> [WHAT YOU HAVE TO DO]: Put every line of the listing below into a numbered list, skipping blank lines and omitting the picture lines.

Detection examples
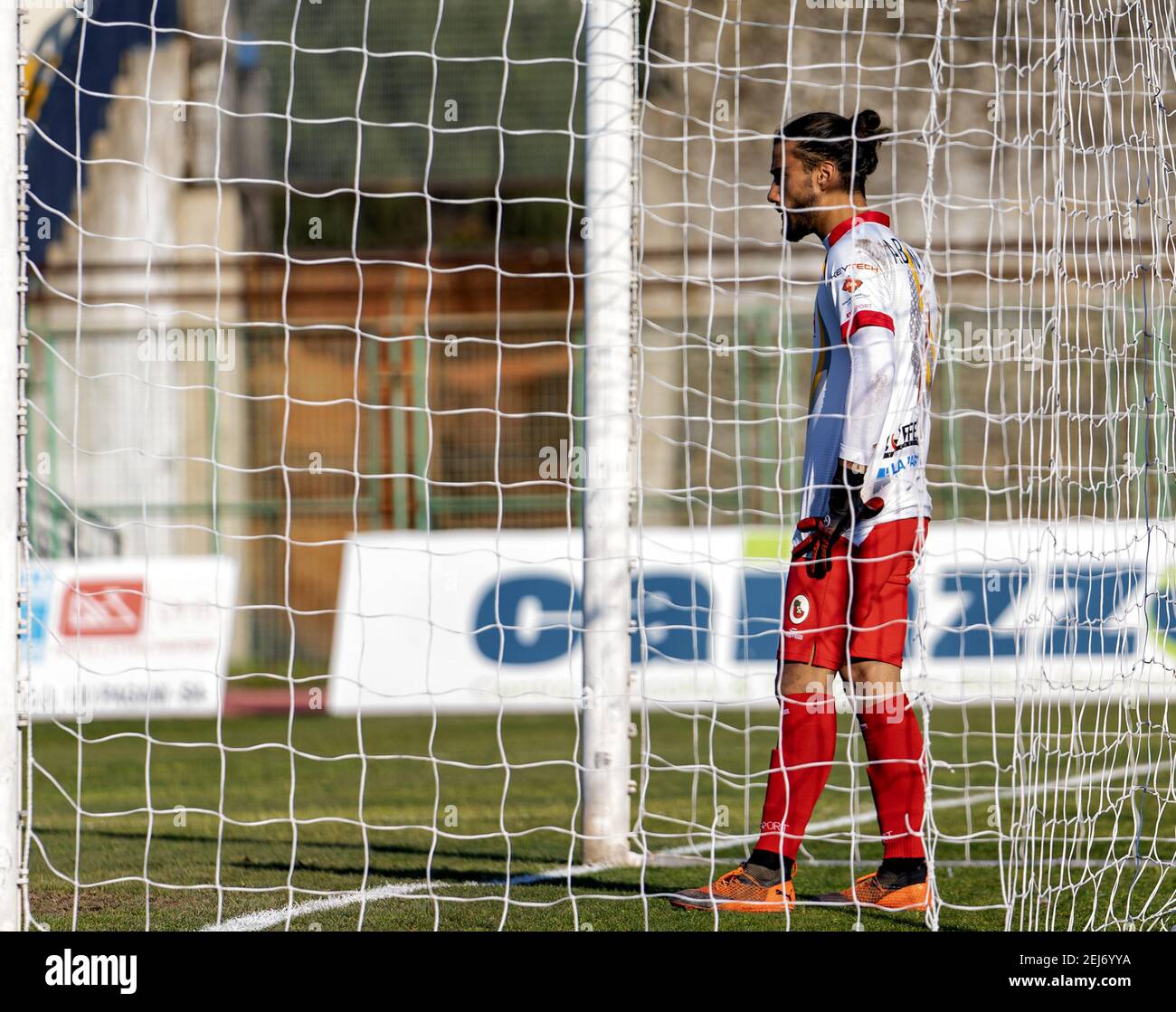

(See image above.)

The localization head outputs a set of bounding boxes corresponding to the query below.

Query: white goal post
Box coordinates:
[0,5,20,931]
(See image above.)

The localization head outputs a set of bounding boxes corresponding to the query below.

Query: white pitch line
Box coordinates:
[201,761,1176,931]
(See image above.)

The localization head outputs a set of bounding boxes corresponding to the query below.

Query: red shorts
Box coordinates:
[780,517,929,671]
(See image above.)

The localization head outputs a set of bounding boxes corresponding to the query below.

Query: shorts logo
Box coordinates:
[788,593,808,625]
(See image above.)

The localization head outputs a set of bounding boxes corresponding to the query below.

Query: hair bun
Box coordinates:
[854,109,882,141]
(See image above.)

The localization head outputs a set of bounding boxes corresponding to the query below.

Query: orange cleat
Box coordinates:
[818,871,932,910]
[669,865,796,913]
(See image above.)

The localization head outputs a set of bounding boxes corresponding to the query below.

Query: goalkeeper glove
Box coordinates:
[792,463,885,580]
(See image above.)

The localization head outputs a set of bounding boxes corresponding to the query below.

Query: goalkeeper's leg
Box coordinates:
[671,543,849,913]
[819,519,932,910]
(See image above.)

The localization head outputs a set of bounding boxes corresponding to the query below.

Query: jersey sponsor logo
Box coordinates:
[882,422,918,459]
[788,593,809,625]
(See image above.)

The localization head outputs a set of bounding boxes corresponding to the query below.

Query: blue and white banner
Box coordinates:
[20,556,238,722]
[328,521,1176,714]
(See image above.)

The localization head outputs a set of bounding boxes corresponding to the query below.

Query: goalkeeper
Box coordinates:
[671,109,936,913]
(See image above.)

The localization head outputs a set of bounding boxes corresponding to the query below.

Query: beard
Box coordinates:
[783,208,816,242]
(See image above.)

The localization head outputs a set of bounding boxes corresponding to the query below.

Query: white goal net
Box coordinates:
[9,0,1176,930]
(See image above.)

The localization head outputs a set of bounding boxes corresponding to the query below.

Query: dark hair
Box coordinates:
[775,109,887,194]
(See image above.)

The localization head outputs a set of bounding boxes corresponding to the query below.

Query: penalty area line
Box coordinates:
[200,761,1176,931]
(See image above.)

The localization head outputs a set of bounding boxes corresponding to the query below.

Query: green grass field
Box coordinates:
[20,703,1176,931]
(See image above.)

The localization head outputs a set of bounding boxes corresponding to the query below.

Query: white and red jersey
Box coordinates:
[797,211,937,544]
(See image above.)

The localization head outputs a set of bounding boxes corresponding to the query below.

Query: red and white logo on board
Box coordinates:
[62,578,146,636]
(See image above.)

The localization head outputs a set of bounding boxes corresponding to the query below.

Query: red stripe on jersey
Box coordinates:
[824,211,890,250]
[841,309,894,342]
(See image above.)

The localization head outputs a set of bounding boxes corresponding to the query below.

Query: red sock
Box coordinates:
[755,692,838,860]
[858,695,925,856]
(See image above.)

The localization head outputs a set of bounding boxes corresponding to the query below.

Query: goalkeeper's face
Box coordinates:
[768,141,820,242]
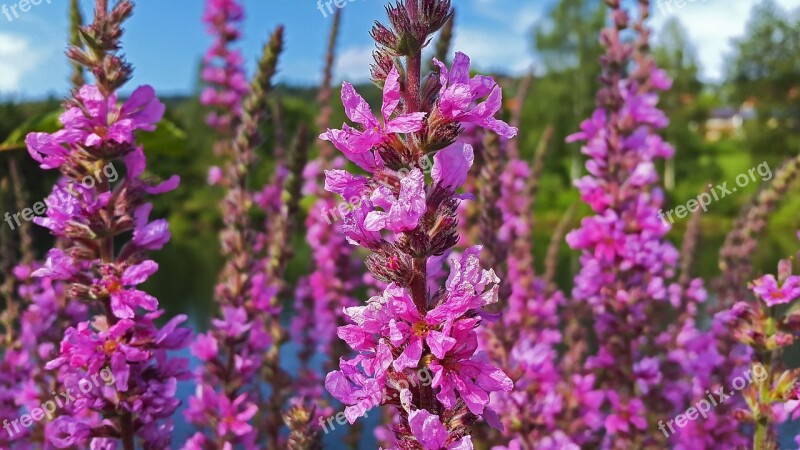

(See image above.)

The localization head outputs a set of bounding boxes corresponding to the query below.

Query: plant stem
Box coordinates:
[119,412,136,450]
[94,0,108,19]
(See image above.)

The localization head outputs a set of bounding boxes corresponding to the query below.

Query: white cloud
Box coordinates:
[453,5,541,75]
[335,46,373,83]
[0,34,40,91]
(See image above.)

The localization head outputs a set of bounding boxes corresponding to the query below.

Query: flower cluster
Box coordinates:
[200,0,248,135]
[26,1,191,450]
[724,244,800,448]
[182,15,283,450]
[567,1,736,448]
[320,0,517,444]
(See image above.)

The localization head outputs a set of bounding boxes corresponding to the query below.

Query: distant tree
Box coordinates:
[726,0,800,163]
[522,0,606,182]
[653,17,718,190]
[727,0,800,104]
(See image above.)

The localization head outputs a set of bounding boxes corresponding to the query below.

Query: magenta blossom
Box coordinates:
[98,261,158,319]
[434,52,518,139]
[25,86,165,165]
[320,67,425,163]
[364,169,426,232]
[408,409,473,450]
[751,274,800,306]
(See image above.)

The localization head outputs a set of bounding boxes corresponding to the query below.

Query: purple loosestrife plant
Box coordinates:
[321,0,517,450]
[26,0,191,450]
[567,0,735,449]
[728,239,800,450]
[482,125,572,450]
[291,10,362,403]
[200,0,248,136]
[183,27,283,450]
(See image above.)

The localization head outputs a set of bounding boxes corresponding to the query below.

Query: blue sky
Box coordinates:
[0,0,798,98]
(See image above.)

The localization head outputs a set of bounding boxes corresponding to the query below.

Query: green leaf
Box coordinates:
[0,110,61,152]
[136,120,188,157]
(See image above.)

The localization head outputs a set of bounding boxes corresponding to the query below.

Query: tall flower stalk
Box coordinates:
[183,27,283,449]
[292,10,361,401]
[200,0,248,136]
[321,0,517,450]
[26,0,191,450]
[728,243,800,450]
[567,0,729,449]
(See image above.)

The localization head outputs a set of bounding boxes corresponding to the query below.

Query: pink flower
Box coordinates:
[605,391,647,435]
[48,85,165,149]
[208,166,222,186]
[131,203,172,250]
[217,394,258,436]
[434,52,518,139]
[750,275,800,306]
[364,169,427,232]
[100,261,158,319]
[320,67,425,160]
[431,144,475,192]
[429,319,514,416]
[408,409,473,450]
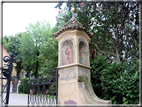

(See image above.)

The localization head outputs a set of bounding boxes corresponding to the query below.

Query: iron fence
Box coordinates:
[28,68,58,105]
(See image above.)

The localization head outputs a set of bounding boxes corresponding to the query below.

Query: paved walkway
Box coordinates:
[3,93,28,106]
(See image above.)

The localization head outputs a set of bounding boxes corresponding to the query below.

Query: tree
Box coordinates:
[3,33,22,78]
[21,20,57,77]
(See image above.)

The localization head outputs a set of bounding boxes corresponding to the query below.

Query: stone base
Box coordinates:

> [RESPONSE TO THIS EXERCISE]:
1. (See image above.)
2. The localization head outputs a set of bounding boxes corresponding to the query below.
3. Query: white goal post
4. Box coordinates:
5. [0,5,20,931]
6. (See image above.)
7. The localization head outputs a set of bounding boxes corresponding to the query below.
8. Query: white pitch line
9. Box coordinates:
10. [201,761,1176,931]
11. (See image above.)
12. The localization head outputs a set of bounding boxes corresponding to the query below.
13. Query: red shorts
14. Box coordinates:
15. [780,517,929,671]
16. (See image above.)
17. The localization head outputs a set of bounding boxes corresponding to the query below.
18. Query: shorts logo
19. Box coordinates:
20. [788,593,808,625]
21. (See image above.)
22. The localization head outputs a set of bounding boxes corresponding to the query below.
23. Query: hair bun
24. Box coordinates:
25. [854,109,882,141]
26. (See image above.)
27. The localization head outputs a set of bounding boxes corresponding to the query below.
28. Query: orange cleat
29. Box coordinates:
30. [818,871,932,910]
31. [669,865,796,913]
32. (See image above.)
33. The localization head outputs a set of bounding boxes corresponding to the query below.
34. Query: goalkeeper glove
35. Box coordinates:
36. [792,463,885,580]
37. (See image above.)
38. The localization head outputs a set of bounding boxes corresponding to the query below.
39. Query: goalkeeper's leg
40. Box coordinates:
41. [671,543,849,913]
42. [819,519,932,910]
43. (See image above.)
44. The localization head outputs a set of bounding boxes corresponding to the query below.
45. Query: jersey sponsor logo
46. Box coordinates:
47. [882,422,918,459]
48. [788,593,809,625]
49. (See image above.)
50. The localization head outputs a set of bounding boxes corresponding to the query below.
51. Query: blue and white banner
52. Box coordinates:
53. [20,556,238,722]
54. [328,521,1176,714]
55. (See image above.)
56. The localization head outputs a set of bounding boxes corresponding to the query below.
57. Query: goalkeeper
58. Box coordinates:
59. [671,109,936,913]
60. (See image above.)
61. The localization head outputs a set of bounding boxes corresponding to the query below.
62. Query: beard
63. Box coordinates:
64. [783,208,816,242]
65. (See image above.)
66. The localization head outputs a set of bounding boxes corresponding to the query below.
67. Query: white goal net
68. Box coordinates:
69. [9,0,1176,930]
70. (See image above.)
71. The localization head outputs a set of bounding boxes corresponding to the query below.
72. Query: dark hair
73. Box coordinates:
74. [775,109,887,194]
75. (See image above.)
76. The localization head outputs a set of bounding boxes corresponding to the query below.
77. Query: penalty area line
78. Box coordinates:
79. [200,761,1176,931]
80. (See image above.)
81. The localization head outputs a set of bounding boxes corresponding to the query below.
82. Query: green grass field
83. Box coordinates:
84. [20,703,1176,931]
85. (See image above.)
86. The localization head outputs a set of bounding boxes corresponding to the query below.
87. Query: white and red jersey
88. Box coordinates:
89. [797,211,937,544]
90. (See image above.)
91. The localization head outputs a set of bounding boxes corresponding to the query below.
92. Query: red and white logo on board
93. Box coordinates:
94. [62,578,146,636]
95. (See image above.)
96. The localization head outputs a set of bounding boxes corresponding to the query below.
97. Query: red stripe on jersey
98. Box coordinates:
99. [824,211,890,250]
100. [841,309,894,342]
101. (See image above.)
102. The localization head outputs a set of bounding boxes corresponding to the query below.
103. Query: red sock
104. Box coordinates:
105. [755,692,838,860]
106. [858,695,925,856]
107. (See image above.)
108. The localization head outputs a set of bounding boxes corresponding to the query below.
109. Query: goalkeeper's face
110. Box coordinates:
111. [768,141,820,242]
112. (See image above.)
113. The localization head outputs a set of bounding boxes corresponding to the query below.
114. Query: plant stem
115. Box coordinates:
116. [119,412,136,450]
117. [94,0,108,19]
118. (See image above.)
119. The localization head outputs a set of bounding boxes corresponding to the query below.
120. Query: white cloud
121. Box coordinates:
122. [453,5,541,75]
123. [335,46,373,83]
124. [0,34,40,91]
125. (See image above.)
126. The localization head outputs a set of bounding boxes corresponding to the query below.
127. Query: flower cluster
128. Box coordinates:
129. [200,0,248,135]
130. [26,1,191,450]
131. [724,244,800,448]
132. [182,15,283,450]
133. [567,1,736,448]
134. [320,0,517,444]
135. (See image above.)
136. The localization head outputs a set of bounding boxes corresponding to the query below.
137. Query: distant tree
138. Box coordinates:
139. [726,0,800,163]
140. [522,0,606,182]
141. [653,17,718,190]
142. [727,0,800,104]
143. (See image above.)
144. The localization head outputs a set of bounding boxes corresponding to the query below.
145. Query: magenta blossom
146. Box coordinates:
147. [98,261,158,319]
148. [434,52,518,139]
149. [25,86,165,165]
150. [320,67,425,163]
151. [364,169,426,232]
152. [408,409,473,450]
153. [751,274,800,306]
154. (See image above.)
155. The localization head outputs a set of bounding boxes corresponding to the query below.
156. Query: purple loosestrife plant
157. Box coordinates:
158. [321,0,517,450]
159. [26,0,191,450]
160. [567,0,735,449]
161. [728,239,800,450]
162. [482,125,572,450]
163. [291,10,362,403]
164. [200,0,248,136]
165. [183,27,283,450]
166. (See image above.)
167. The localization head outputs a set of bounding boxes corresponding to the query below.
168. Query: blue sky
169. Box coordinates:
170. [0,0,798,98]
171. (See image above.)
172. The localization head outputs a set of bounding boxes corresponding to the query below.
173. Query: green leaf
174. Box coordinates:
175. [0,110,61,152]
176. [136,120,188,157]
177. (See image above.)
178. The localization head outputs a set of bounding boxes corresponding to the query below.
179. Query: tall flower stalk
180. Box coordinates:
181. [183,27,283,449]
182. [292,10,361,401]
183. [200,0,248,136]
184. [321,0,517,450]
185. [26,0,191,450]
186. [728,243,800,450]
187. [567,0,729,449]
188. (See image above.)
189. The localization head outputs a set of bounding boxes corresponding to the query below.
190. Query: pink flower
191. Box coordinates:
192. [605,391,647,435]
193. [48,85,165,149]
194. [208,166,222,186]
195. [131,203,172,250]
196. [217,394,258,436]
197. [434,52,518,139]
198. [750,275,800,306]
199. [364,169,427,232]
200. [100,261,158,319]
201. [320,67,425,160]
202. [431,144,475,192]
203. [429,319,514,416]
204. [408,409,473,450]
205. (See image above.)
206. The localization head outputs a set of bounding boxes corresponding to the query below.
207. Query: iron fence
208. Box coordinates:
209. [28,68,58,105]
210. (See image above.)
211. The localization head outputs a set of bounding boxes corresponding to the query below.
212. Query: paved walkway
213. Box coordinates:
214. [3,93,28,106]
215. (See image above.)
216. The localization head outputs a set of bounding boxes corresponding to the query below.
217. Query: tree
218. Box coordinates:
219. [3,33,22,78]
220. [21,20,57,77]
221. (See image above.)
222. The localization head outputs a set of bounding boxes corresponding to the query below.
223. Query: stone base
224. Box coordinates:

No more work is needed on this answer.